Exercise 1: Return the whole section on Python mapping types word for word.

Source:
--- START ---

## Standard API of Mapping Types
`dictionary` can be considered as a subclass of `collection.Mapping` and `collection.MutableMapping`

In [1]:
from collections import abc

my_dict = {}
isinstance(my_dict, abc.Mapping), isinstance(my_dict, abc.MutableMapping)

(True, True)

In [2]:
# Build dictionaries
a = dict(one=1, two=2, three=3)
b = {'three': 3, 'two': 2, 'one': 1}
c = dict([('two', 2), ('one', 1), ('three', 3)])
d = dict(zip(['one', 'two', 'three'], [1, 2, 3]))
e = dict({'three': 3, 'one': 1, 'two': 2})
a == b == c == d == e # All these dictionaries are considered equal even if the order of the keys is not the same

True

In [3]:
print(list(a.keys()))
print(c)
print(c.popitem()) # removes and returns the last key-value pair added to the dict
print(c)

['one', 'two', 'three']
{'two': 2, 'one': 1, 'three': 3}
('three', 3)

--- END ---

Data rows:
--- START ---

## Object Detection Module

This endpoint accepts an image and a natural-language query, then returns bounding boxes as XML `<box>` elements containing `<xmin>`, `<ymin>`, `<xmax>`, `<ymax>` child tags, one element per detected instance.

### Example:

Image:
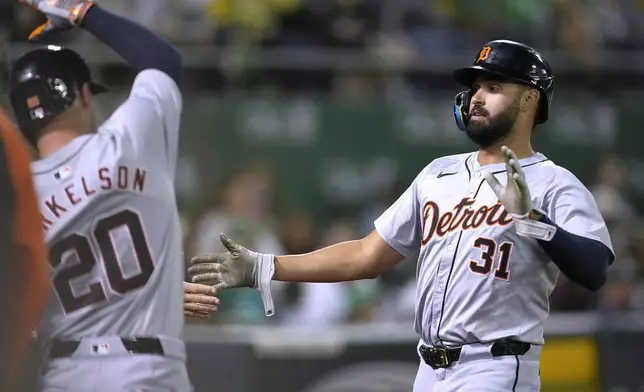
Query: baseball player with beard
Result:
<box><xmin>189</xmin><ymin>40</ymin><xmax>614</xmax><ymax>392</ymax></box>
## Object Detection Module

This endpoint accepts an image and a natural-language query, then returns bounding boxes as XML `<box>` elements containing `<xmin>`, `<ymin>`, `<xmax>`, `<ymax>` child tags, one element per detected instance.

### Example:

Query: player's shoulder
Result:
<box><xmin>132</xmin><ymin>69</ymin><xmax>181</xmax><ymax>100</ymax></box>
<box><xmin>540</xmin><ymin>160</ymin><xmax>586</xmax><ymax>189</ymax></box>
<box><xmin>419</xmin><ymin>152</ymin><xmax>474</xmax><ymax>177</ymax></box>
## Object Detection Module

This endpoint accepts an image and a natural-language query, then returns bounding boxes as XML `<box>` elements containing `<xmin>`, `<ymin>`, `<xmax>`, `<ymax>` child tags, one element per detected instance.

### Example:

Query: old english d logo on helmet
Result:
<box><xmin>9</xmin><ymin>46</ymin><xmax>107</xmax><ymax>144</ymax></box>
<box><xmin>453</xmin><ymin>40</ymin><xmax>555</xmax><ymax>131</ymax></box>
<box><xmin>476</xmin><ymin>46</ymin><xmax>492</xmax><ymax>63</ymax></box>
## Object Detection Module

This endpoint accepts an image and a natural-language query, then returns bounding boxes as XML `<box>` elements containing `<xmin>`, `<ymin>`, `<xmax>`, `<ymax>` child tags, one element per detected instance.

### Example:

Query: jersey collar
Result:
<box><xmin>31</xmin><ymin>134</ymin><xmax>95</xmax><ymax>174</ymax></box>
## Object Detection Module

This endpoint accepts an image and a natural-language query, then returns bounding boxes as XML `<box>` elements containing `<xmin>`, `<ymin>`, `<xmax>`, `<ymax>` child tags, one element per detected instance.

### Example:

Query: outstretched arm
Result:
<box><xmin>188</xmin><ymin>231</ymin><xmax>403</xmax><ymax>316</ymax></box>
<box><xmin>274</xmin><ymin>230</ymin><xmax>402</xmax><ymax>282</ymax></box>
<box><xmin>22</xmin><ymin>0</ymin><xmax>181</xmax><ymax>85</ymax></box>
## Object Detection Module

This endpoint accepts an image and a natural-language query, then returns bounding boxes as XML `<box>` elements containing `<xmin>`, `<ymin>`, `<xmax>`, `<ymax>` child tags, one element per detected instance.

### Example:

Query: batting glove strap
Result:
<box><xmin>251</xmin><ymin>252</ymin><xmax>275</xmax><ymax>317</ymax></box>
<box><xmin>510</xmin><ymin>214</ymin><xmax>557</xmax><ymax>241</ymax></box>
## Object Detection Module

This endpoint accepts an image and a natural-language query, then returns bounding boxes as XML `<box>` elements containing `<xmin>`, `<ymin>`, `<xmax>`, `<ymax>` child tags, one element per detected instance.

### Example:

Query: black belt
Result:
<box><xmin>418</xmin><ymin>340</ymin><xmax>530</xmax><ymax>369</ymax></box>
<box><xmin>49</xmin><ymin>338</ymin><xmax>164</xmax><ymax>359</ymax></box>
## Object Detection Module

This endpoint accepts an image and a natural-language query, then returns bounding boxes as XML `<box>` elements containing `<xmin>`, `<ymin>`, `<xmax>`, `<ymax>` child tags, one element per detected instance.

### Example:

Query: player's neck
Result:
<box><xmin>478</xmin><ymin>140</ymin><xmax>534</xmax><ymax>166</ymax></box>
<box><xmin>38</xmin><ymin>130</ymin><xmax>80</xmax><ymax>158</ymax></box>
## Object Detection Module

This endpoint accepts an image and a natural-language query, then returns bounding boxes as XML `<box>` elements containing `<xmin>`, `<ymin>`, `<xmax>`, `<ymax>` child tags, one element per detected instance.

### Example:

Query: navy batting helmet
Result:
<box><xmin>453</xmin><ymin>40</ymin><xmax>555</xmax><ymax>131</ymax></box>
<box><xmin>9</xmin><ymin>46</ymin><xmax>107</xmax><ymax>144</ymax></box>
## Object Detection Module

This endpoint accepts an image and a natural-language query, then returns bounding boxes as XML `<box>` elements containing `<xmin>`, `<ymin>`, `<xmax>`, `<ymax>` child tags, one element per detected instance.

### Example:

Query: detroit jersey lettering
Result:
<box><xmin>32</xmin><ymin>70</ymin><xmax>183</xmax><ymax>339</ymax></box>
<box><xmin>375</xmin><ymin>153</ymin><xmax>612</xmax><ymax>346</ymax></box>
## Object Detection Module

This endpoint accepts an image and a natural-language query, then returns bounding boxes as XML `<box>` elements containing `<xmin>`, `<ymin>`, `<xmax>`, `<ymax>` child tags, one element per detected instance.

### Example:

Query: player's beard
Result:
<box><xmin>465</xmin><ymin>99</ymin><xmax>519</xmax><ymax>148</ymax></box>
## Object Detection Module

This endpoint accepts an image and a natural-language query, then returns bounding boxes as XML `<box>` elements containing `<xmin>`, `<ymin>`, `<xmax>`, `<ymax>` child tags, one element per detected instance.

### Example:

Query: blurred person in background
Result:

--- END ---

Exercise 2: Identify each line in the records that contains the string "beard" and copy those lines. The match is case-sensitive.

Task result 1:
## Standard API of Mapping Types
`dictionary` can be considered as a subclass of `collection.Mapping` and `collection.MutableMapping`

In [1]:
from collections import abc

my_dict = {}
isinstance(my_dict, abc.Mapping), isinstance(my_dict, abc.MutableMapping)

(True, True)

In [2]:
# Build dictionaries
a = dict(one=1, two=2, three=3)
b = {'three': 3, 'two': 2, 'one': 1}
c = dict([('two', 2), ('one', 1), ('three', 3)])
d = dict(zip(['one', 'two', 'three'], [1, 2, 3]))
e = dict({'three': 3, 'one': 1, 'two': 2})
a == b == c == d == e # All these dictionaries are considered equal even if the order of the keys is not the same

True

In [3]:
print(list(a.keys()))
print(c)
print(c.popitem()) # removes and returns the last key-value pair added to the dict
print(c)

['one', 'two', 'three']
{'two': 2, 'one': 1, 'three': 3}
('three', 3)

Task result 2:
Query: baseball player with beard
Query: player's beard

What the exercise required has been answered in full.